Rows from a pointing dataset:
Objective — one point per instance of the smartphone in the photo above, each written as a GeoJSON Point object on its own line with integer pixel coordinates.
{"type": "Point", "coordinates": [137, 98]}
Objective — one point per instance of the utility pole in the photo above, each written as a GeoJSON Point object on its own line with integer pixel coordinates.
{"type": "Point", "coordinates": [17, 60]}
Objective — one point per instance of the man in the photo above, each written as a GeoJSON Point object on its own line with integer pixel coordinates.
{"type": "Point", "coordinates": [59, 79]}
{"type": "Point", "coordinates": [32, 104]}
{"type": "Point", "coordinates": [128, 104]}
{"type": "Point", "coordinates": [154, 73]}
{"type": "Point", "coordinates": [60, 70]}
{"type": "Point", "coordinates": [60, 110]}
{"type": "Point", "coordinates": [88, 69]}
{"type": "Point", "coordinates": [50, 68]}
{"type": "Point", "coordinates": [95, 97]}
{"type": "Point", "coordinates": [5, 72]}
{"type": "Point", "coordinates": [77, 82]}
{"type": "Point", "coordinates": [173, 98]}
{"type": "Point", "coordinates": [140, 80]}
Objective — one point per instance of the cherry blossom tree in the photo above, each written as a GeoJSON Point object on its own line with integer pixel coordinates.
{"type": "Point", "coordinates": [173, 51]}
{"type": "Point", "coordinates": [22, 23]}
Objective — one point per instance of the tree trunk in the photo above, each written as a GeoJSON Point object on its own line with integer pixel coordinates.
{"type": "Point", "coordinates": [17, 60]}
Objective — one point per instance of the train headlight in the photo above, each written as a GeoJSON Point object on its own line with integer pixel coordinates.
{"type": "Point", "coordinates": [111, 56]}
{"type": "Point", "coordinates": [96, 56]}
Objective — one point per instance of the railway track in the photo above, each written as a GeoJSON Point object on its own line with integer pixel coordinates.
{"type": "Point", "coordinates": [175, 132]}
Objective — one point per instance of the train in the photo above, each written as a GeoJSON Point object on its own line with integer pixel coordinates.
...
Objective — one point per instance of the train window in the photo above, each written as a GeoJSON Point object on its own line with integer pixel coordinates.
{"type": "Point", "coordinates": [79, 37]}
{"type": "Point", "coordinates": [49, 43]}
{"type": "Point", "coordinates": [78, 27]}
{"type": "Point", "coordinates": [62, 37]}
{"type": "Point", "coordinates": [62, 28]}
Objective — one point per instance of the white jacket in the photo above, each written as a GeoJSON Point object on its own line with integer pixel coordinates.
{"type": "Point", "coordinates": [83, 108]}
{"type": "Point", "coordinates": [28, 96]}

:: The problem ::
Render every line from the one containing "Objective — one point per instance of the tree" down through the one containing "Objective — one point per instance of the train in" as a Markdown table with the columns "No." and "Line", numbering each row and omitting blank lines.

:: Response ::
| No. | Line |
|---|---|
| 1 | Objective — one point per instance of the tree trunk in the photo above, each written as a GeoJSON Point object on its own line with integer pixel coordinates. |
| 2 | {"type": "Point", "coordinates": [17, 60]} |
| 3 | Objective — one point per instance of the train headlight in the photo above, each written as a GeoJSON Point object on its own line with integer pixel coordinates. |
| 4 | {"type": "Point", "coordinates": [111, 56]} |
| 5 | {"type": "Point", "coordinates": [96, 56]} |
| 6 | Objective — one point per instance of the railway track in the photo above, each written as a GeoJSON Point object on its own line with integer pixel coordinates. |
| 7 | {"type": "Point", "coordinates": [175, 132]} |
| 8 | Objective — one point per instance of the train in the photo above, each written as a GeoJSON Point object on its own line with integer pixel coordinates. |